→ AIM
Output every record word for word.

* * *

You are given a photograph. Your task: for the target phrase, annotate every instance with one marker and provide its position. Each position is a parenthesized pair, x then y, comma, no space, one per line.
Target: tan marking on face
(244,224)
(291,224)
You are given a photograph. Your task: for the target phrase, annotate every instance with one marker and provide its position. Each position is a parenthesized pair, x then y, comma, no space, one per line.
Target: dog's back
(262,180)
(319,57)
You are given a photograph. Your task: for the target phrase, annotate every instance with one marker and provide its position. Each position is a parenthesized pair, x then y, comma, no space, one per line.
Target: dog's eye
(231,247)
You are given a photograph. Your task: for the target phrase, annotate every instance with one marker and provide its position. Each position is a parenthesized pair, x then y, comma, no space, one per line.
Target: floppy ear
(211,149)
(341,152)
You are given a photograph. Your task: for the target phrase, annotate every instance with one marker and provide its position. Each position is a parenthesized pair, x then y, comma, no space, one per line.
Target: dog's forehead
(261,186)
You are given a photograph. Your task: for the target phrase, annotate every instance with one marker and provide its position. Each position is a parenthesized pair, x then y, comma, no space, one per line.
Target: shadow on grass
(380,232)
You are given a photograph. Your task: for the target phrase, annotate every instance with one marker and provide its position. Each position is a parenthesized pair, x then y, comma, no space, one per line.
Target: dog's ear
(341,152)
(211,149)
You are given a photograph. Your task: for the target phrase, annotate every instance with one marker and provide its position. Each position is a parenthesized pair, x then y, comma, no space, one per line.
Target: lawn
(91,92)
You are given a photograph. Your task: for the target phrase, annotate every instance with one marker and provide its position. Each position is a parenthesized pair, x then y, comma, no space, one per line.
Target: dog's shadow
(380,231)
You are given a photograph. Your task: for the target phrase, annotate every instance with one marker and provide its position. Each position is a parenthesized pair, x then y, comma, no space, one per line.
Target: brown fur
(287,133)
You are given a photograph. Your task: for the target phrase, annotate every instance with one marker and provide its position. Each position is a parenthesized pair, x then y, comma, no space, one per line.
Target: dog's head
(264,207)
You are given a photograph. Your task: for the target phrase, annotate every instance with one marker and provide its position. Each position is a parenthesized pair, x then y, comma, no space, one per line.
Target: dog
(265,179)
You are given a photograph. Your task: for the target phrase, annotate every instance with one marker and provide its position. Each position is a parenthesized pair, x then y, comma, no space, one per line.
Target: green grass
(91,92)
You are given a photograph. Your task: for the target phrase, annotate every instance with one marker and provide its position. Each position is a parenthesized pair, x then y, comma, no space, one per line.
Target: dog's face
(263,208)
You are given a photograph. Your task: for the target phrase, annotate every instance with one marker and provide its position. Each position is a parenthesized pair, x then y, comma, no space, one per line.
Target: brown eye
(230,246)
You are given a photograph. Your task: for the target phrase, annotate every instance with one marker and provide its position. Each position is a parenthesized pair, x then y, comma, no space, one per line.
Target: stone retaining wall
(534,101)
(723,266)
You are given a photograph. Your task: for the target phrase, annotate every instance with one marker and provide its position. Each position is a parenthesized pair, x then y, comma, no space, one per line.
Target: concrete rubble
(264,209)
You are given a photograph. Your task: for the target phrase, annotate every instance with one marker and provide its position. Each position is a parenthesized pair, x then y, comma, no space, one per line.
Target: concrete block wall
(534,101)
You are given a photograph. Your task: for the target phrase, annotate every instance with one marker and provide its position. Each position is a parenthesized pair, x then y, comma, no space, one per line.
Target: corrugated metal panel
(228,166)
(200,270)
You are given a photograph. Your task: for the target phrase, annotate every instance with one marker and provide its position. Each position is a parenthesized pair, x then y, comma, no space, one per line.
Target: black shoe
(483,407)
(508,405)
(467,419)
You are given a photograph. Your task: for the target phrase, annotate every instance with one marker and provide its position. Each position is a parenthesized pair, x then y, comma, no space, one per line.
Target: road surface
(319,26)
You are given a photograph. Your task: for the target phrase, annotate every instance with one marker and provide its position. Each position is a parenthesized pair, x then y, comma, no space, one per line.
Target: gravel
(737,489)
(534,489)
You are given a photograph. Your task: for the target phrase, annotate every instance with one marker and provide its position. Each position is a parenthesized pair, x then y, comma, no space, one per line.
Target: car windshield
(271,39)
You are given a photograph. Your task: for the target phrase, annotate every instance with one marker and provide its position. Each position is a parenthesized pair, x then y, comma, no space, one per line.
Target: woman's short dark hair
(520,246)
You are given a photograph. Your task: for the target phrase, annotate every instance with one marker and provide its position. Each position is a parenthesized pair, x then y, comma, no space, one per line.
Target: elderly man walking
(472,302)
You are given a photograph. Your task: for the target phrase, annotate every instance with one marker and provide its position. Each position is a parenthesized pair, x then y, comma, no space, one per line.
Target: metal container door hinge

* * *

→ EXERCISE OUTPUT
You are given a photograph. Your task: for the target phrase, annotate every instance with one marker and provide its position. Each position is a parenthesized pair, x then y, comma, no space, one per line.
Target: tan marking on face
(244,224)
(291,224)
You are given a photograph. Your task: for the target phrase, annotate every instance with one marker and provide its position. Each position is a parenthesized pair, x then y, comma, no space, one per line.
Target: dog's back
(262,180)
(319,57)
You are given a photograph. Your task: for the target phrase, annotate every instance with one marker and provide its position. Each position is a parenthesized pair, x then y, comma, no space, one per line.
Target: dog's eye
(231,247)
You are given a photograph. Your task: for the target phrase, annotate every instance with one marker and provide its position. Each position is a parenthesized pair, x then y, comma, no space, one per line.
Target: floppy ear
(211,149)
(341,152)
You are given a photograph. Your task: for the target phrase, annotate every instance with one marker and provide its position. Each position is a parenthesized pair, x then y, comma, no space, one per line.
Target: dog's forehead
(261,186)
You are given a photograph. Your task: for the target phrase, annotate every instance with one marker and provide its position. Each position is a parenthesized pair, x then y, comma, no space, one per line.
Target: shadow on grass
(380,232)
You are given a photograph. Your task: for the target phrase, annotate every instance with one marker and provide its position. Each position is a parenthesized pair, x then y, comma, no space, one per line.
Target: dog's ear
(341,152)
(211,149)
You are given a photograph. Your task: for the target phrase, annotate every instance with one marker and provide its position. Each position is a parenthesized pair, x then y, comma, no space, one per line.
Target: lawn
(91,92)
You are given a photograph. Your task: for the target phrase, annotate every instance with one marker and provide its position. Each position is a parenthesized pair, x then y, comma, no space, one per line.
Target: dog's shadow
(380,231)
You are given a photograph. Your task: for the target phrase, annotate every instance with one marker and provide its position. Each position is a parenthesized pair, x then y, comma, no space, one per line.
Target: brown fur
(287,133)
You are given a photograph. Your task: for the target phrase, annotate every instance with one marker and provide its position. Each position is a parenthesized pair, x then y, comma, no space, one per line.
Target: dog's head
(264,207)
You are given a photograph. Your task: for the target phrase, annotate every instance with one marker and provide its position. Each position is a parenthesized pair, x then y, comma, no space, one per line.
Target: dog
(265,179)
You are given a photograph. Your task: for the target phrase, annotate every instance with one marker and provide its position. Each position is a parenthesized pair, x then y, comma, no space, one per line.
Target: green grass
(91,92)
You are given a photograph. Your task: for the target phrase, annotate every instance with one marker and provide its position. Each position is a parenthesized pair, x then y, comma, no space, one per line.
Target: dog's face
(263,208)
You are given a photograph. Your task: for the target phrase, annotate every instance with one marker and provide its position. Each position is a parenthesized pair, x then y, comma, no space, one per line.
Target: brown eye
(230,246)
You are given a photograph. Your task: for the target phrase, annotate every instance with one marker and provide its position. Each position is a parenthesized pair, x then y, comma, no space, one per line.
Target: stone retaining wall
(534,101)
(723,266)
You are given a photograph. Your task: for the target phrase, annotate every instance with one marker and provide its position. Each position is a parenthesized pair, x then y, comma, no space, one per line.
Target: concrete rubble
(264,209)
You are given a photograph. Your task: for the target phrase, annotate every instance with one marker and provide its position. Each position is a parenthesized pair, x then y, comma, no space, one per line.
Target: concrete block wall
(534,101)
You are given a photograph. Your task: for the target phrase, annotate every instance with one marker and provide its position. Each position is a parenthesized pair, x then y, comma, no space, one per line.
Target: corrugated metal panel
(228,166)
(200,270)
You are given a photograph. Your task: for the target phrase, annotate every instance with one marker and provide its position. Each position is a parenthesized pair, x then y, comma, no space, one per line.
Target: black shoe
(483,407)
(508,405)
(467,419)
You are given a photograph. Your task: for the target phrase, annotate every instance with one marker and provide its position. Each position is a parenthesized pair, x then y, comma, no space, one per line.
Target: road surface
(319,26)
You are given a photograph. Your task: for the target phrase, annotate every instance with one marker and provide its position. Each position is a parenthesized pair, x then y, comma, no space, one per line.
Target: gravel
(737,489)
(534,489)
You are given a photograph. Your task: for the target phrase, annotate every instance with one marker and provide its position. Each position is a parenthesized pair, x then y, comma, no space, one per line.
Target: car windshield
(271,39)
You are given a photograph. Your task: for the target phrase, annotate every instance with one marker and provide its position. Each position is a parenthesized pair, x then y, comma, no space, one per line.
Target: woman's short dark hair
(520,246)
You are given a photograph. Your task: for the target phrase, annotate every instance with one marker and provide its position. Each position is a parenthesized pair, x then y, comma, no space, one per line.
Target: elderly man walking
(472,302)
You are given a photograph. Your task: for the target phrase, annotate every instance with one marker and provide its position. Each position is a parenthesized pair, x then y, comma, no space, one per line.
Target: metal container door hinge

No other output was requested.